(Dataset rows showing where objects appear)
= = = =

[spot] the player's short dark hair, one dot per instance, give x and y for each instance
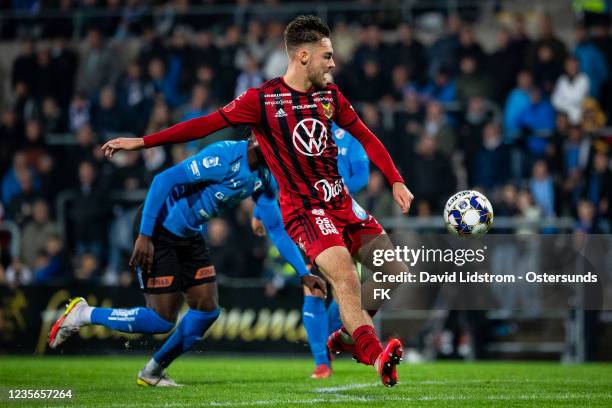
(305, 29)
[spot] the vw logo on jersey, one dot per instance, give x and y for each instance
(310, 137)
(359, 211)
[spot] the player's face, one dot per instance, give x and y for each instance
(320, 63)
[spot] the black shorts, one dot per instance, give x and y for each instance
(178, 263)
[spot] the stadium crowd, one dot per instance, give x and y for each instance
(524, 124)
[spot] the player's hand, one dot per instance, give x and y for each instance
(402, 196)
(142, 255)
(315, 284)
(122, 143)
(258, 227)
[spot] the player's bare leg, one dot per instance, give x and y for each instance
(337, 266)
(314, 316)
(168, 306)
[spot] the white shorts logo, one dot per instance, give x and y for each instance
(326, 226)
(329, 190)
(310, 137)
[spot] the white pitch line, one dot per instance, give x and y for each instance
(363, 399)
(347, 387)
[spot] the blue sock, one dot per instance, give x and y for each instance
(315, 323)
(191, 328)
(333, 316)
(136, 320)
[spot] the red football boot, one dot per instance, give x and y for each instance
(387, 361)
(336, 345)
(321, 371)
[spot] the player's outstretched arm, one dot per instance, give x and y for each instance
(122, 143)
(243, 110)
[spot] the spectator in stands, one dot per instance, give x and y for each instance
(538, 123)
(409, 53)
(542, 188)
(65, 64)
(90, 204)
(344, 40)
(87, 270)
(372, 83)
(24, 69)
(51, 116)
(530, 214)
(250, 77)
(206, 52)
(165, 82)
(471, 80)
(546, 69)
(98, 66)
(106, 116)
(517, 102)
(586, 218)
(11, 185)
(228, 72)
(469, 47)
(471, 126)
(442, 88)
(598, 181)
(17, 274)
(570, 91)
(490, 167)
(431, 164)
(52, 266)
(370, 47)
(254, 47)
(547, 38)
(506, 62)
(591, 61)
(437, 127)
(36, 233)
(442, 54)
(79, 112)
(10, 138)
(134, 99)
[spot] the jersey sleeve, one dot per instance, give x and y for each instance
(359, 167)
(347, 118)
(244, 110)
(345, 114)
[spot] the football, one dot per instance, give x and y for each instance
(468, 213)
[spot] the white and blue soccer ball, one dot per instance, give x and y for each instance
(468, 213)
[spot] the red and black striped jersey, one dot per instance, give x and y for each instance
(293, 129)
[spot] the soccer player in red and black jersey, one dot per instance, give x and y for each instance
(291, 117)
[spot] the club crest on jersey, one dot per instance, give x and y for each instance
(310, 137)
(329, 190)
(328, 109)
(210, 161)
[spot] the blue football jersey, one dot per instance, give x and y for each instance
(216, 179)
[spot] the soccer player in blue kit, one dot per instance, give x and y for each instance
(354, 168)
(173, 259)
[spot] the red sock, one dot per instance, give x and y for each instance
(367, 345)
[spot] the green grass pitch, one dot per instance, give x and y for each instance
(277, 382)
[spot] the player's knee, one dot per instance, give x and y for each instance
(161, 322)
(203, 304)
(167, 316)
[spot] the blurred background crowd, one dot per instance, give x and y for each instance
(519, 114)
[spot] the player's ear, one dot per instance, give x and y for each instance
(303, 56)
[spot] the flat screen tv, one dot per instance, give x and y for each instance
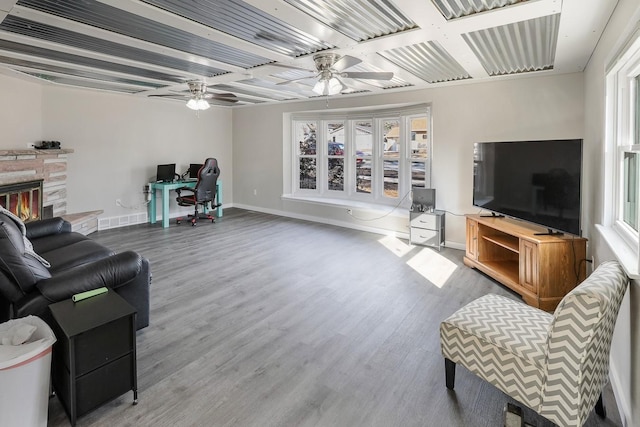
(535, 181)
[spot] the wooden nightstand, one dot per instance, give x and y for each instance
(94, 359)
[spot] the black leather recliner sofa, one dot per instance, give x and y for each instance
(77, 264)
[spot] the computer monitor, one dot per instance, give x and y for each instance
(166, 173)
(193, 170)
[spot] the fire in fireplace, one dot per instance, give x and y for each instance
(24, 199)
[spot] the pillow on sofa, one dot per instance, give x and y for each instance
(25, 269)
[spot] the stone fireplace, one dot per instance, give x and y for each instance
(48, 167)
(24, 199)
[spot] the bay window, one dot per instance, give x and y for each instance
(372, 157)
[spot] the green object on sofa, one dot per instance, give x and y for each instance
(89, 294)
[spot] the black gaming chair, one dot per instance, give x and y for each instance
(203, 193)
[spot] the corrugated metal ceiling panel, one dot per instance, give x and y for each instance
(244, 91)
(357, 19)
(77, 73)
(112, 19)
(428, 61)
(246, 22)
(91, 84)
(518, 47)
(55, 55)
(49, 33)
(452, 9)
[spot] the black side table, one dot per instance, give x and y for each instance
(94, 358)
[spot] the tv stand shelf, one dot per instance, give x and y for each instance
(541, 268)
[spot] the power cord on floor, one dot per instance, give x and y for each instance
(350, 211)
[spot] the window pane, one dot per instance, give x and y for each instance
(335, 136)
(391, 138)
(637, 108)
(419, 141)
(336, 174)
(363, 175)
(364, 139)
(306, 137)
(631, 176)
(391, 178)
(418, 174)
(308, 172)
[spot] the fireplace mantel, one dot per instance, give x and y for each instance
(34, 151)
(30, 164)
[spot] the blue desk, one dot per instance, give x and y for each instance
(165, 187)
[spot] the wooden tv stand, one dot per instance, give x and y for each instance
(541, 268)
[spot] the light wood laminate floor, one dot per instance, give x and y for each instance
(259, 320)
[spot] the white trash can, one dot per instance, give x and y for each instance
(25, 371)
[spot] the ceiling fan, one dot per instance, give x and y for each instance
(330, 68)
(199, 99)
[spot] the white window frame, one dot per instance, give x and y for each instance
(322, 193)
(622, 99)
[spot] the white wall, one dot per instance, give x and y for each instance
(20, 113)
(625, 353)
(119, 140)
(538, 107)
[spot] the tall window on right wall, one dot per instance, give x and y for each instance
(622, 173)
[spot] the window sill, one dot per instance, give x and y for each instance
(390, 210)
(627, 256)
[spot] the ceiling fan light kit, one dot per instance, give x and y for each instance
(330, 66)
(197, 104)
(331, 86)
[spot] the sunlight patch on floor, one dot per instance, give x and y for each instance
(432, 266)
(396, 245)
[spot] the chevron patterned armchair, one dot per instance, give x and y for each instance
(556, 364)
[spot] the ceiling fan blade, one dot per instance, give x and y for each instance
(296, 80)
(346, 62)
(228, 97)
(372, 75)
(175, 96)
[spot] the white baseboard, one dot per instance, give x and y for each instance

= = = =

◆ **GOAL**
Retype the entire listing above verbatim, leaving the pictures out of your answer.

◆ **REPLY**
[spot] the player's short dark hair, one dot per instance, give x and y for each instance
(305, 29)
[spot] the vw logo on jersey, one dot per instance, give x and y for each instance
(310, 137)
(359, 211)
[spot] the player's face, one dot per instance, give x and y for each instance
(320, 63)
[spot] the black shorts, one dot per instance, give x and y for each instance
(178, 263)
[spot] the stadium crowd, one dot per instance, give x and y for each instance
(524, 124)
[spot] the player's hand, one dot per instance, give x and y for each instance
(402, 196)
(142, 255)
(315, 284)
(122, 143)
(258, 227)
[spot] the player's bare leg, one dot per instance, give x and y for each instance
(337, 266)
(314, 316)
(168, 306)
[spot] the white shorts logo, one dot per instance, give x and y for each instance
(326, 226)
(329, 190)
(310, 137)
[spot] the white pitch line, one dot per instance, give x and y for each instance
(363, 399)
(347, 387)
[spot] the blue sock, one dot per instance, give x and y for each instance
(315, 323)
(191, 328)
(333, 316)
(136, 320)
[spot] the red football boot, one dot per instance, give x and y for each instance
(387, 361)
(336, 345)
(321, 371)
[spot] the player's outstretched arm, one dot per instance, give x and y for each instance
(122, 143)
(243, 110)
[spot] the spectator in stands, one dot per instance, give x and y for each instance
(538, 123)
(409, 53)
(542, 188)
(65, 64)
(90, 204)
(344, 40)
(87, 270)
(372, 83)
(24, 69)
(51, 116)
(530, 214)
(250, 77)
(206, 52)
(165, 82)
(471, 80)
(546, 69)
(98, 66)
(106, 116)
(517, 102)
(586, 218)
(11, 185)
(228, 72)
(469, 47)
(471, 126)
(442, 88)
(598, 181)
(17, 274)
(570, 91)
(490, 167)
(431, 164)
(52, 266)
(370, 47)
(254, 47)
(547, 38)
(506, 62)
(591, 61)
(437, 127)
(36, 233)
(442, 54)
(79, 112)
(10, 138)
(134, 99)
[spot] the jersey sleeve, one dot per instance, give x and y for each instance
(359, 167)
(347, 118)
(244, 110)
(345, 114)
[spot] the football, one dot per instance, give x and y for each instance
(468, 213)
[spot] the white and blue soccer ball, one dot per instance, give x and y for each instance
(468, 213)
[spot] the red and black striped jersey, one dot per instance, give x and y for each instance
(293, 129)
[spot] the soccer player in red and black jersey, one dot per instance, give x and y for each instance
(291, 117)
[spot] the club crest on jersey, one dot per instance, give x and y for each instance
(310, 137)
(329, 190)
(328, 109)
(210, 161)
[spot] the blue football jersey, one dot per instance, give x and y for each instance
(216, 179)
[spot] the soccer player in blue kit, one dot per instance, give x and y for each instance
(354, 168)
(173, 259)
[spot] the red sock, one dot per instance, give x and y for each instance
(367, 345)
[spot] the green grass pitch, one dot per instance, give x and y for each instance
(277, 382)
[spot] the player's knee, one dot per instance, give x and y for each instance
(161, 322)
(203, 304)
(167, 316)
[spot] the blurred background crowd, one dot per instance, give x and y for each instance
(519, 114)
[spot] the player's ear, one dot per instance, give x and y for each instance
(303, 56)
[spot] the flat screen tv, one dot per instance, give x and y for each instance
(535, 181)
[spot] the wooden nightstand, one dot per instance, give x and y for each instance
(94, 359)
[spot] the black leather recliner sofa, one dot per instance, give x and y for each instance
(77, 264)
[spot] the computer monitor, one dot per instance, give x and y for each instance
(166, 173)
(193, 170)
[spot] the fire in fireplace, one dot per instance, give x and y for each instance
(24, 199)
[spot] the pillow on sofa, one dot per instance, give x and y for each instance
(25, 269)
[spot] the stone fireplace, one dot per instance, give x and y for each instance
(48, 167)
(24, 199)
[spot] the bay window, one dot per instance, give x and y for each instance
(372, 157)
[spot] the green object on sofa, one dot per instance, give x and y for each instance
(89, 294)
[spot] the black gaming chair, one dot per instance, give x and y for each instance
(203, 193)
[spot] the corrugated metal ceiling panel, one dot per instance, give x and y for each instance
(244, 91)
(357, 19)
(77, 73)
(112, 19)
(428, 61)
(246, 22)
(91, 84)
(518, 47)
(55, 55)
(49, 33)
(452, 9)
[spot] the black side table, one dot per instance, give x and y for each instance
(94, 358)
[spot] the tv stand shelf, one dot per instance, give x and y for each instance
(541, 268)
[spot] the power cord on floor, one dot per instance, give x and y for each instance
(350, 211)
[spot] the window pane, one dot per instance, give x and y for each instance
(335, 136)
(391, 138)
(637, 108)
(419, 141)
(336, 174)
(363, 175)
(364, 139)
(306, 137)
(631, 176)
(391, 178)
(418, 174)
(308, 172)
[spot] the fireplace mantel, one dot per instance, give x and y for each instance
(34, 151)
(30, 164)
[spot] the blue desk, one dot per instance, give x and y for each instance
(165, 187)
[spot] the wooden tv stand, one dot per instance, give x and y for each instance
(541, 268)
[spot] the light wood laminate floor, one dot per instance, give x and y for each instance
(259, 320)
[spot] the white trash can, one dot per instance, give x and y for each instance
(25, 371)
[spot] the ceiling fan, one dot per instance, give x and y for each instance
(330, 68)
(199, 99)
[spot] the white window frame, one dot per instance, give x and y for each instance
(322, 193)
(622, 99)
[spot] the white wall, one dot per instance, give x and y for each instance
(20, 113)
(625, 353)
(119, 140)
(538, 107)
[spot] the tall window on right wall, one dot per instance, give x and y for each instance
(622, 173)
[spot] the window sill, one dot per instance, give x and y for each instance
(390, 210)
(627, 256)
[spot] the ceiling fan light kit, one dot per instance, give x and y for each instance
(330, 66)
(197, 104)
(331, 86)
[spot] the sunlight patch on floor, one dot per instance, give x and y for each instance
(432, 266)
(396, 245)
[spot] the chevron patterned armchair, one dot per instance, give x and y for each instance
(556, 364)
[spot] the ceiling fan blade, one dot per instance, give x and y for each instance
(296, 80)
(346, 62)
(228, 97)
(372, 75)
(175, 96)
[spot] the white baseboard, one dot per instance, give x and y for each instance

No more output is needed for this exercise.